[Opening LISTED ENTRIES section]

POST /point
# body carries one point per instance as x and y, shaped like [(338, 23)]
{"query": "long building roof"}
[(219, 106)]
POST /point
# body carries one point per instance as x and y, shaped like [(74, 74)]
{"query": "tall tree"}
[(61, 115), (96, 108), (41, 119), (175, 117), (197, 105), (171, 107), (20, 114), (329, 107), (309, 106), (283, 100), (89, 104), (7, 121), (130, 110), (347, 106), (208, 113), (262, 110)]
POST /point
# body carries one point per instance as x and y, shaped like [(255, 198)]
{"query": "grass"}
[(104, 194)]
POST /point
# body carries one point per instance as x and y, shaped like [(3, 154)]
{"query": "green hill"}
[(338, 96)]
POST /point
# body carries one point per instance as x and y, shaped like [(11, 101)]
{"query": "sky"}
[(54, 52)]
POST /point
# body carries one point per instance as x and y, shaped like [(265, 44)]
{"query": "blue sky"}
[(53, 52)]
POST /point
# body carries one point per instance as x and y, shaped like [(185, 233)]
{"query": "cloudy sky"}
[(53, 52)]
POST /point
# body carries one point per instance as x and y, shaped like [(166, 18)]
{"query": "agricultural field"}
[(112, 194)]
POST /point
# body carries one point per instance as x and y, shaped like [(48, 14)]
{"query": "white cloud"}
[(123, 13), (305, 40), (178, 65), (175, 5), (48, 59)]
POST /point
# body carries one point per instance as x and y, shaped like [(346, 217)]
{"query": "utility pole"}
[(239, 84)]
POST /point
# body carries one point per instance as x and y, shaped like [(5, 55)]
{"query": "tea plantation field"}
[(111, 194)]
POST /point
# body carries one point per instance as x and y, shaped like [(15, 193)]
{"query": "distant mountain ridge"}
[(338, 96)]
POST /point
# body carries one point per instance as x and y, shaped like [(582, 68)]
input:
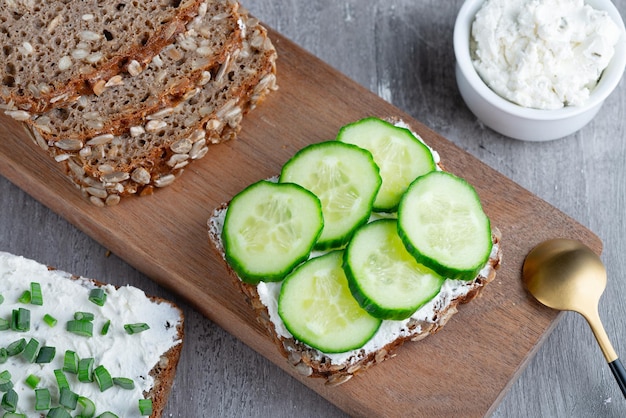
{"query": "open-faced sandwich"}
[(71, 346), (360, 244)]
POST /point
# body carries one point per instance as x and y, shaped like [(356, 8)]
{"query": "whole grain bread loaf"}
[(152, 154), (200, 54), (311, 362), (53, 51), (166, 333)]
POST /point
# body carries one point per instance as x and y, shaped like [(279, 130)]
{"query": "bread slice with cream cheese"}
[(149, 358), (337, 368)]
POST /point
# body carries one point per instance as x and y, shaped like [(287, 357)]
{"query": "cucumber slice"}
[(400, 156), (270, 228), (318, 309), (345, 179), (383, 277), (442, 224)]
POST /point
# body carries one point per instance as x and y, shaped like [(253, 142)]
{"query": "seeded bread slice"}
[(166, 321), (200, 54), (310, 362), (55, 50), (153, 154)]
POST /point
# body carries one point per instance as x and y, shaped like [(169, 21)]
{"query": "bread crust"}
[(194, 58), (21, 90), (164, 371)]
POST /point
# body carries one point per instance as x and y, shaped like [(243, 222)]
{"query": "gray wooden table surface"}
[(402, 51)]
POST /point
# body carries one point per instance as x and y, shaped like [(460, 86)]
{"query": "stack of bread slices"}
[(125, 94)]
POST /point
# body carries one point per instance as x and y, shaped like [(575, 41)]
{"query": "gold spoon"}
[(567, 275)]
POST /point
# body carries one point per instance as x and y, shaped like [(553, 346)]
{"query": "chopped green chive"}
[(80, 327), (50, 320), (46, 354), (36, 297), (107, 414), (85, 370), (30, 351), (124, 382), (5, 381), (58, 412), (136, 328), (42, 399), (98, 296), (16, 347), (105, 327), (20, 319), (70, 362), (88, 407), (32, 381), (145, 406), (61, 379), (68, 399), (25, 297), (9, 400), (84, 316)]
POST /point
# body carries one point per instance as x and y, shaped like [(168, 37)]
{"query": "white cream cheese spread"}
[(543, 54), (122, 354)]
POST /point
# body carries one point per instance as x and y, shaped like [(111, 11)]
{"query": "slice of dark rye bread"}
[(311, 362), (197, 56), (164, 370), (151, 155), (55, 51)]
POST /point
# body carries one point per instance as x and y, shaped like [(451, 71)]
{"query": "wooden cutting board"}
[(464, 370)]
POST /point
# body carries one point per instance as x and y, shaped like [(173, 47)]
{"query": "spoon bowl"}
[(567, 275)]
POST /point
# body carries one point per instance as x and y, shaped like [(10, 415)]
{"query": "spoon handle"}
[(619, 373)]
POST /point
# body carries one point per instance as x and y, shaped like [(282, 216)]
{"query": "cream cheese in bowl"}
[(542, 54)]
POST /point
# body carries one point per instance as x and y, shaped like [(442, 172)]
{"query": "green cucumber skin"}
[(328, 257), (371, 305), (244, 274), (446, 271), (345, 131), (333, 243)]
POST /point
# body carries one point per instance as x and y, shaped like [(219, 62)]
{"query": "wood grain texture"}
[(401, 51)]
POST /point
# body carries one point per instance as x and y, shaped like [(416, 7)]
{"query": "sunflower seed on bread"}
[(149, 358)]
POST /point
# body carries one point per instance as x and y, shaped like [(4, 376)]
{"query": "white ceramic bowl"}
[(519, 122)]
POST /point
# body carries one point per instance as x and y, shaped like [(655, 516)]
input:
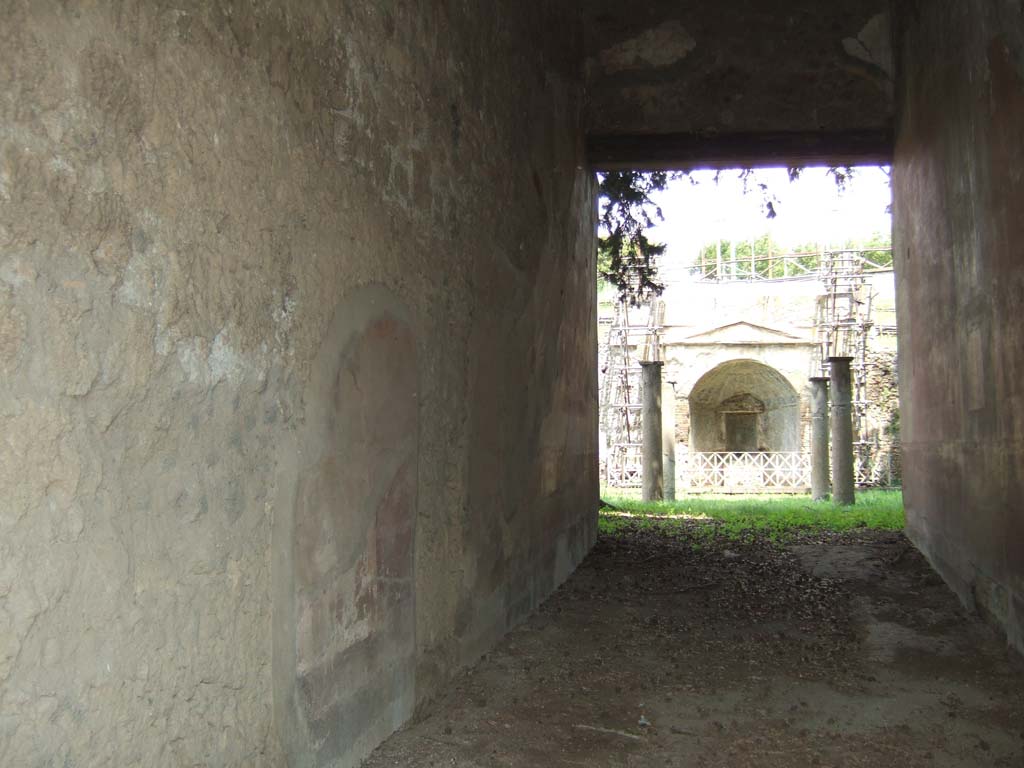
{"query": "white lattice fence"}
[(747, 472)]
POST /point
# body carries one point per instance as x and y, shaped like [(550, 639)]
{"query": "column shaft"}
[(819, 438), (842, 430), (653, 477)]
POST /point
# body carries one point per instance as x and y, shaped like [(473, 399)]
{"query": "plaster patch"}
[(662, 46), (223, 361)]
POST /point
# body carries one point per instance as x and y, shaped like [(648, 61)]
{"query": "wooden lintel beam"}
[(759, 150)]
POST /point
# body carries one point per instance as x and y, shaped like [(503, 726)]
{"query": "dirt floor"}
[(679, 650)]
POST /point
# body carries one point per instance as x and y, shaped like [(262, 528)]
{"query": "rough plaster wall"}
[(958, 193), (663, 66), (190, 197)]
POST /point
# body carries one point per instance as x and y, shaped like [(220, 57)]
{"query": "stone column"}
[(819, 437), (669, 438), (652, 469), (842, 431)]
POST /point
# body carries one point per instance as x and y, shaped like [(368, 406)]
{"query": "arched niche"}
[(743, 406)]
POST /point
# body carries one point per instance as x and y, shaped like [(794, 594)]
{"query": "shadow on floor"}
[(679, 649)]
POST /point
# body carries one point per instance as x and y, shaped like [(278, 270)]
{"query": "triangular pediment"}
[(741, 332)]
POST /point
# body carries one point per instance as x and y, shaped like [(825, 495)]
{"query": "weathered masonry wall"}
[(737, 67), (267, 479), (958, 235)]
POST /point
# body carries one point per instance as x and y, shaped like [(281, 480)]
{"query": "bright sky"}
[(809, 209)]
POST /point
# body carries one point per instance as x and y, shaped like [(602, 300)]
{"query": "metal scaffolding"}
[(633, 336)]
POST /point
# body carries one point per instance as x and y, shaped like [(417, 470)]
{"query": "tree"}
[(626, 256)]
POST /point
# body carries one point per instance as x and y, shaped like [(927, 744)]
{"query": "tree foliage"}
[(628, 259), (626, 256)]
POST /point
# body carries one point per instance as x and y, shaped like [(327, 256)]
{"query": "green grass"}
[(777, 517)]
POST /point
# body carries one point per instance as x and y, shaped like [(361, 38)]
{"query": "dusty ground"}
[(833, 650)]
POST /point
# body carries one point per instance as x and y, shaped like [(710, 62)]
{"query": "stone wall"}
[(737, 67), (253, 260), (958, 230)]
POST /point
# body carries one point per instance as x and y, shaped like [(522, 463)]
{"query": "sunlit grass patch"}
[(778, 517)]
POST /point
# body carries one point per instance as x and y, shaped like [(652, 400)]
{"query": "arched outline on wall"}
[(779, 428)]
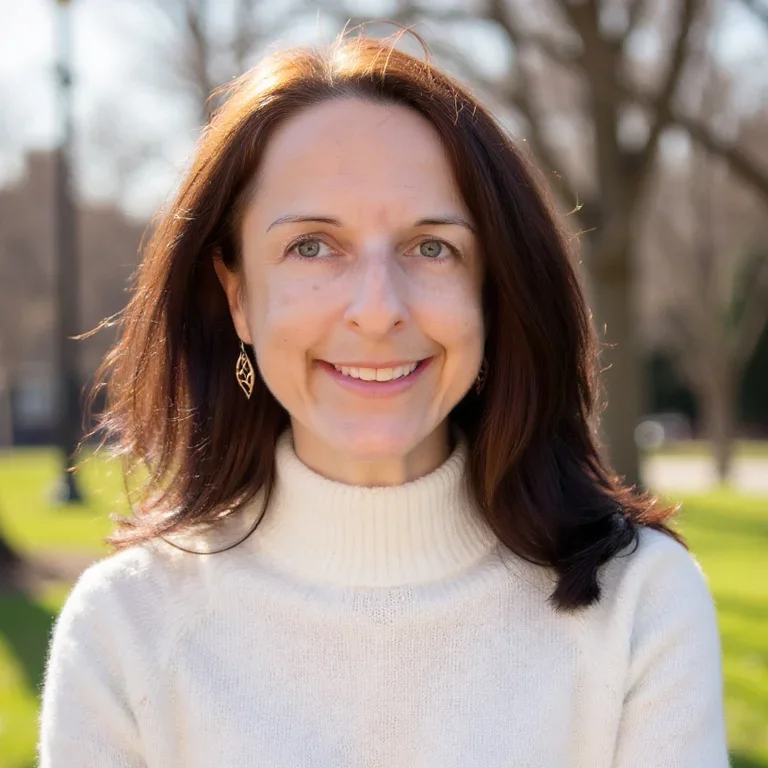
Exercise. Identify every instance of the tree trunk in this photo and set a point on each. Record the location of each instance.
(613, 306)
(10, 564)
(718, 400)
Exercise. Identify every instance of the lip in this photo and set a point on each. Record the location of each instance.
(376, 389)
(394, 364)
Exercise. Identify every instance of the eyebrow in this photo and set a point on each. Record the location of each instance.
(432, 221)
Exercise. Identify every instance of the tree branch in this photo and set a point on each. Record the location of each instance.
(759, 10)
(665, 97)
(753, 319)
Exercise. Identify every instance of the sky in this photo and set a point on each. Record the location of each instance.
(109, 55)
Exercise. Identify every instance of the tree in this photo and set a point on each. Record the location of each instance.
(593, 110)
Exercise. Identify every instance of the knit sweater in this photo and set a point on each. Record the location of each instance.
(380, 627)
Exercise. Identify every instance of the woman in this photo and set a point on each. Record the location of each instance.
(375, 529)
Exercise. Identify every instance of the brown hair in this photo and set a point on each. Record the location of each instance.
(174, 405)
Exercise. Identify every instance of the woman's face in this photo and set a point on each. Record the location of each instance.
(379, 276)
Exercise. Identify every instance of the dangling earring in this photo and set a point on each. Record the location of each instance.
(481, 376)
(244, 372)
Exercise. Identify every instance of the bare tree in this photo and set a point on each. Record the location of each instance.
(593, 108)
(198, 45)
(706, 238)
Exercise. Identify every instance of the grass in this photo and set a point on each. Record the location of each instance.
(746, 449)
(727, 533)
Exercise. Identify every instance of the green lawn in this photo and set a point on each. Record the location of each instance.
(743, 449)
(728, 534)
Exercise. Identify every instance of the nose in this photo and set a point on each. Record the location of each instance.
(377, 304)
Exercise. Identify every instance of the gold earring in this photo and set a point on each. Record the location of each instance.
(244, 372)
(481, 376)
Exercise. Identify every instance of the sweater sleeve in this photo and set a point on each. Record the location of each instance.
(673, 715)
(85, 716)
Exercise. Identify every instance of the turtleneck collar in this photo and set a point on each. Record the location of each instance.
(348, 535)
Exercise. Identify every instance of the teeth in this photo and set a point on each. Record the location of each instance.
(377, 374)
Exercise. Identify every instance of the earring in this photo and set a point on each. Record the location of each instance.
(244, 372)
(481, 376)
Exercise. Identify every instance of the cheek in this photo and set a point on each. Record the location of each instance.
(452, 314)
(288, 316)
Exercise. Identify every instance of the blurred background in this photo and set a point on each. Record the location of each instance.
(648, 120)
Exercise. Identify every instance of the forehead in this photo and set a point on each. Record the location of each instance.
(371, 156)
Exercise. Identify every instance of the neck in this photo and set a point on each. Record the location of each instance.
(364, 467)
(322, 530)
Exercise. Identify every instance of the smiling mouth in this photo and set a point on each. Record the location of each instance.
(379, 374)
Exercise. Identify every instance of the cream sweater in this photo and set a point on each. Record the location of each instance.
(371, 627)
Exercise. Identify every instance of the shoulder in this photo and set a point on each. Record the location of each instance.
(656, 578)
(138, 593)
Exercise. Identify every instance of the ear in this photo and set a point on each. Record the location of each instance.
(233, 286)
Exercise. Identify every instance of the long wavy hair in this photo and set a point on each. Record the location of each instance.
(174, 408)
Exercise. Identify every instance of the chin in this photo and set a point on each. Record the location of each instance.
(368, 441)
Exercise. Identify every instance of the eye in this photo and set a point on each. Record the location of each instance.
(306, 247)
(435, 250)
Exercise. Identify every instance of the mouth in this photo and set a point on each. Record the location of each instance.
(389, 379)
(384, 373)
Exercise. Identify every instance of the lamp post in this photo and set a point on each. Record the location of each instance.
(67, 369)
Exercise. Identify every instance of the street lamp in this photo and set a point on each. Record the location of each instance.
(67, 349)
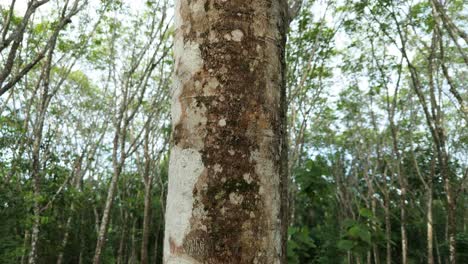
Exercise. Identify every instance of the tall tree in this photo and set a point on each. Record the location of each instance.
(227, 166)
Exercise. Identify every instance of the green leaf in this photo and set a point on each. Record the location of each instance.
(345, 245)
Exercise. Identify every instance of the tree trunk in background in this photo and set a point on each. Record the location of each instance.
(430, 239)
(148, 182)
(388, 230)
(225, 172)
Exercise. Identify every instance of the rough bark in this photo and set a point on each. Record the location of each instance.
(225, 172)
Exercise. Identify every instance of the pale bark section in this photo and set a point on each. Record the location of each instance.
(224, 198)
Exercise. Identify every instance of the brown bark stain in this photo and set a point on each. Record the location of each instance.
(230, 218)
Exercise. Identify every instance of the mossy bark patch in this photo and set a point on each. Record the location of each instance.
(230, 113)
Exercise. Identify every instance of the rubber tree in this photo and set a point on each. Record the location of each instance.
(227, 171)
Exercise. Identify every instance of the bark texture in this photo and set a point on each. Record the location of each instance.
(225, 172)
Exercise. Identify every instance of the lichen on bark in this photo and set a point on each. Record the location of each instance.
(227, 132)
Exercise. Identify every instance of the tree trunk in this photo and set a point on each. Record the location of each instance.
(148, 181)
(430, 239)
(388, 230)
(225, 175)
(146, 224)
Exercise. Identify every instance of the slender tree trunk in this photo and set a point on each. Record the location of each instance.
(156, 242)
(430, 239)
(388, 231)
(146, 224)
(64, 240)
(123, 237)
(148, 181)
(225, 175)
(25, 242)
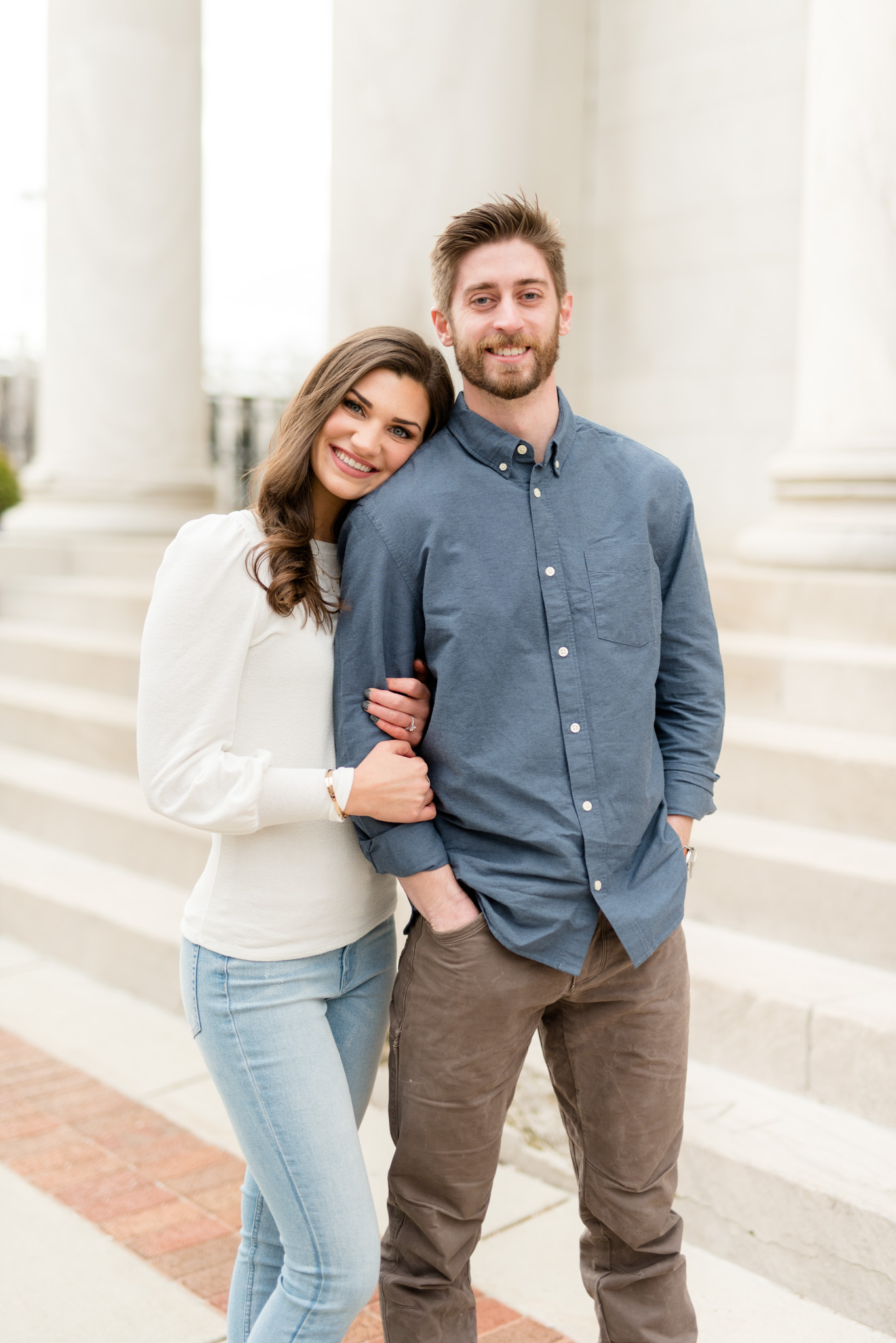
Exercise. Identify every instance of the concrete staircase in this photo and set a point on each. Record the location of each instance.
(789, 1165)
(88, 873)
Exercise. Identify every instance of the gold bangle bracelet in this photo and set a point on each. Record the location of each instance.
(328, 780)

[Closing LISTED ENTRIES section]

__EXERCISE__. In your answer, copy exactly the lines running from the line with "Exercise. Identify every instance of the slender" to the end of the material above, both included, and omit all pictures.

__SOLUTION TO THE EXERCISE__.
Exercise. Identify every instance of the slender tree trunk in this photo and set a point on each. Record the location of each instance.
(156, 242)
(430, 239)
(388, 231)
(146, 224)
(64, 240)
(123, 237)
(148, 181)
(225, 175)
(25, 242)
Exercise. Identify every instance of the concrete staircase in this photo and set a point on each. Record the location of each instance.
(789, 1165)
(88, 873)
Exercise. Identify every instance of the gold bangle bracelet in this photo and set a point on each. Record the location of each instance.
(328, 780)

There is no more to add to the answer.